Please recast every one of the rows below as a JSON list of strings, one string per line, with blank lines left out.

Dataset excerpt:
━━━━━━━━━━━━━━━━
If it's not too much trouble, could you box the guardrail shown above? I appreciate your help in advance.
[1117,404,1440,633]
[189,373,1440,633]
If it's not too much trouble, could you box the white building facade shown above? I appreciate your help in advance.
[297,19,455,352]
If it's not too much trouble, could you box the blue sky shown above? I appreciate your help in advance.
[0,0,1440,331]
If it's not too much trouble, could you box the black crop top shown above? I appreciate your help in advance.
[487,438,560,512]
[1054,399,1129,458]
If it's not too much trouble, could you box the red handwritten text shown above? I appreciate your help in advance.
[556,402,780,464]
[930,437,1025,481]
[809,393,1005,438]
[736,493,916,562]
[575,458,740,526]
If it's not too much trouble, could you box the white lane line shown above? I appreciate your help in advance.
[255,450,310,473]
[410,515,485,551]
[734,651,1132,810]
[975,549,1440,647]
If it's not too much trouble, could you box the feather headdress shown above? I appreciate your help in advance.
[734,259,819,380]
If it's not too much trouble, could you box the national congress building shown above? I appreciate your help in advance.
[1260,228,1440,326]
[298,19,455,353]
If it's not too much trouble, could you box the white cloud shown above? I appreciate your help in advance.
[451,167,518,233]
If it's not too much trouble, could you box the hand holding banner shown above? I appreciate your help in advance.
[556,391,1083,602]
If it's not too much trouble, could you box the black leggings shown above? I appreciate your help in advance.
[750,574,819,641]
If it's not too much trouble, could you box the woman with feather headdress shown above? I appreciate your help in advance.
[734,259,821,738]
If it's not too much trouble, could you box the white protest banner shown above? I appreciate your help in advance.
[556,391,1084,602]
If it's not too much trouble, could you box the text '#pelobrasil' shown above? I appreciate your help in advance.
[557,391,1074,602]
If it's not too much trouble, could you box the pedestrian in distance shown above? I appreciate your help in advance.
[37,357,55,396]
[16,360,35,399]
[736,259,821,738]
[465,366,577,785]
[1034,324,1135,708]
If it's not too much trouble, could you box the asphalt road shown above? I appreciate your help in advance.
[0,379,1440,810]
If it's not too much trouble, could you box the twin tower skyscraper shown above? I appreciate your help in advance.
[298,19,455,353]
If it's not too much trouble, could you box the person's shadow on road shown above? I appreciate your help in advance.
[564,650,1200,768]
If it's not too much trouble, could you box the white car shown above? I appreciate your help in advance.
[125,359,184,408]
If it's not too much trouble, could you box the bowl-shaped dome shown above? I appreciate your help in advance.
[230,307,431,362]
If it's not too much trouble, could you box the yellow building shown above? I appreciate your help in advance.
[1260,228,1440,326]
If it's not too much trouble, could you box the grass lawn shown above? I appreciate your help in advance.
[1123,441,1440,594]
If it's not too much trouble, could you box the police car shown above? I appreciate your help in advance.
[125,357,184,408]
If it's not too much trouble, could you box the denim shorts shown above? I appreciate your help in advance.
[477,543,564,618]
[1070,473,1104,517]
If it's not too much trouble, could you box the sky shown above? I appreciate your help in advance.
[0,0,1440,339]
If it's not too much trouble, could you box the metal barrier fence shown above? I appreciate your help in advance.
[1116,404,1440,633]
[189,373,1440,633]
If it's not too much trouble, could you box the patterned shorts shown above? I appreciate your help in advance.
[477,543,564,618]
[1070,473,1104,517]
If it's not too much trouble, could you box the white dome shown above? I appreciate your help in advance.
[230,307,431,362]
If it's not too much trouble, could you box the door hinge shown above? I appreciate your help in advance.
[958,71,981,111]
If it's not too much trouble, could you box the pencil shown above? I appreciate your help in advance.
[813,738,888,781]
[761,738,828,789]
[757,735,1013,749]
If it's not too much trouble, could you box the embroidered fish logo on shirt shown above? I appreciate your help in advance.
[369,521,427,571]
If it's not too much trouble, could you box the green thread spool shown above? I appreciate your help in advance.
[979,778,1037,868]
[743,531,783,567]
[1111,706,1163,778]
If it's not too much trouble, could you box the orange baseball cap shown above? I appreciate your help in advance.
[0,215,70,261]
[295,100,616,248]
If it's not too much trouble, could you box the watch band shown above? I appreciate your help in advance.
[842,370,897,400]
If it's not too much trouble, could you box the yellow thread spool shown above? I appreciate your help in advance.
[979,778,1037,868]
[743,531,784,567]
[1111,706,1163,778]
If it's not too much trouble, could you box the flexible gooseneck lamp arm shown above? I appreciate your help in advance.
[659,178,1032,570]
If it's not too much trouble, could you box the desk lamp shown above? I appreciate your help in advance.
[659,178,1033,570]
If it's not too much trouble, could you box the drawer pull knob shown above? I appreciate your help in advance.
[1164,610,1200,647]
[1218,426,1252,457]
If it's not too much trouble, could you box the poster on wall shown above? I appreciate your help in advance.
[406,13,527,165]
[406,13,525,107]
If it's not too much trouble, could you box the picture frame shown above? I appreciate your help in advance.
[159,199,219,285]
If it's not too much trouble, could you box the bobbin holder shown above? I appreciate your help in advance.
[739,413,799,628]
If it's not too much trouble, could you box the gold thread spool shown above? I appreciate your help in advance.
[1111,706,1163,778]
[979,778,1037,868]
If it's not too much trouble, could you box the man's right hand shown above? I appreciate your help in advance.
━━━━━━━━━━━━━━━━
- **Answer below**:
[
  "If it's not too much trouble, could you box the guardrail shown above? I appreciate your help in advance.",
  "[1117,404,1440,633]",
  "[189,373,1440,633]",
  "If it's not too much trouble, could you box the white building facade shown above? I appreciate your help in advance.",
  "[297,19,455,352]",
  "If it's not too much trouble, could you box the blue sky shown above? I appreciate your help in advance.",
  "[0,0,1440,331]",
  "If it's not too much trouble, could you box the black crop top shown above? I appreciate your help in advance.",
  "[487,438,560,512]",
  "[1054,399,1129,458]",
  "If it's not too much trouble, could you box the red handwritten text shown above? I appreciate your help in advance.",
  "[556,402,780,464]",
  "[930,437,1025,481]",
  "[809,393,1005,438]",
  "[736,493,916,562]",
  "[575,458,740,526]",
  "If it's not too much trouble, could you box the white lane line shown above? I appreciate your help in advance.",
  "[255,450,310,473]",
  "[410,515,485,551]",
  "[734,651,1132,810]",
  "[975,549,1440,647]",
  "If it's not too much trouble, could you box the feather headdress shown above? I appreciate your help in advance.",
  "[734,259,819,380]",
  "If it's not too much trouble, could you box the national congress building shown above? I appreciate your help in advance.",
  "[1260,228,1440,326]",
  "[298,19,455,353]",
  "If it's not too much trouble, could you box the white cloud shown above? I appreciate your help in advance.",
  "[451,167,518,233]",
  "If it's not too much trouble, could you box the hand holding banner shown above? I appreciate your help in advance.",
  "[556,391,1083,602]",
  "If it's not too much trouble, could you box the black leggings shown above? I appreciate your help in advance.",
  "[750,574,819,641]",
  "If it's not too much trouble, could you box the woman with feather headdress shown above? I appreciate your help in advance.",
  "[734,259,821,738]",
  "If it's not too much trouble, could you box the white protest banner shown above? I appreciate your help in advance.",
  "[556,391,1084,602]",
  "If it's not too much trouble, could you box the text '#pelobrasil' shown above? I appreciate your help in advance.",
  "[557,391,1074,602]",
  "If it's not too much trouble, could you box the pedestrian in distance shown above? I appreciate your help in advance.",
  "[37,357,55,396]",
  "[16,360,35,399]",
  "[736,259,821,738]",
  "[465,366,577,785]",
  "[1034,324,1135,708]",
  "If it's not too much trouble, could you box the asphalt road shown above? I appreciate your help in advance.",
  "[0,379,1440,810]",
  "If it's not too much trouble, could you box the twin tower skyscraper shown above? I appreciate your help in advance.",
  "[298,19,455,353]",
  "If it's not too much trouble, could you box the person's shadow on road shown above? I appreciate your help in advance.",
  "[564,650,1200,768]",
  "If it's not too much trouble, could you box the white car shown above? I appreciate your help in advance.",
  "[125,359,184,408]",
  "If it's not too much trouble, could you box the bowl-shaped dome shown above? I appreciate your help in advance.",
  "[230,307,431,362]",
  "If it's not too much trouble, could you box the yellow building shown above? I appreciate your help in advance.",
  "[1260,228,1440,326]",
  "If it's not too much trouble, could you box the grass lawn shown above? I appreciate your help in advance.",
  "[1123,441,1440,594]",
  "If it's not too much trouble, could you box the police car shown above? I appreciate your help in advance.",
  "[125,357,184,408]",
  "If it's not too much trouble, could you box the denim shorts shown above? I appreciate your help in advance.",
  "[477,543,564,618]",
  "[1070,473,1104,517]",
  "If it's not too much trouble, could you box the sky shown above? I appreciate your help in advance.",
  "[0,0,1440,339]",
  "If it's not too much trouble, could you box the metal barrier fence shown above? I appreciate your help in advance.",
  "[1116,404,1440,633]",
  "[189,373,1440,633]",
  "If it's not too much trouble, could you box the patterned shorts shown above? I appreciate your help in advance.",
  "[477,543,564,618]",
  "[1070,473,1104,517]",
  "If it's not too much trouble, could you box the white dome shown above? I appreciate your help in advance.",
  "[230,307,431,362]",
  "If it's not too much trouble, could you box the door hinge shown above? I appreciate your help in advance.",
  "[958,71,981,111]",
  "If it's not too much trouble, could you box the pencil shown above? I appreciate your help in advance.",
  "[813,738,888,781]",
  "[761,738,828,789]",
  "[757,735,1013,749]",
  "If it's not too much trouble, could you box the embroidered fish logo on shirt shown above? I appreciate your help in advance.",
  "[369,521,427,571]",
  "If it's not too much trouble, could you box the green thread spool shown above? I appreciate your help in advance.",
  "[979,778,1037,868]",
  "[743,531,783,567]",
  "[1111,706,1163,778]",
  "If it's not too much trouble, could you box the orange baseball cap shown above? I appreciate your help in advance.",
  "[0,215,70,261]",
  "[295,100,616,248]",
  "If it's not too much trouble, could you box the watch band shown above? I appreciate your help in advance.",
  "[842,370,897,400]",
  "If it's not too much trouble, could you box the yellow thread spool shown above? I appreciate your help in advance.",
  "[979,778,1037,868]",
  "[743,531,784,567]",
  "[1111,706,1163,778]",
  "If it's not too much trouble, could you box the flexible gooseneck lamp arm shown above? I appreciate your help in advance.",
  "[659,178,1032,570]",
  "If it's not too much trouble, could you box the desk lamp shown above? I appreciate your help in advance.",
  "[659,178,1033,570]",
  "If it's not too much trouble, could you box the drawer pull knob shown above? I appreciate your help in advance.",
  "[1164,610,1200,647]",
  "[1218,426,1252,457]",
  "If it's not too much trouble, could you box the poster on wall shown above? I appreciate your help in advance.",
  "[406,13,527,165]",
  "[406,13,525,107]",
  "If it's not too much trouble, could you box the picture frame shown above? I appreciate your help in advance.",
  "[159,199,219,285]",
  "If it's not too much trouble, could you box the bobbin holder shown above? I appreciate your help in advance.",
  "[739,413,799,628]",
  "If it's not too much trouble, could you box the gold thread spool shown above? I appreciate your help in advance.",
  "[1111,706,1163,778]",
  "[979,778,1037,868]",
  "If it's not too much trouble, could you box the man's right hand shown above? I appreciate your help in advance."
]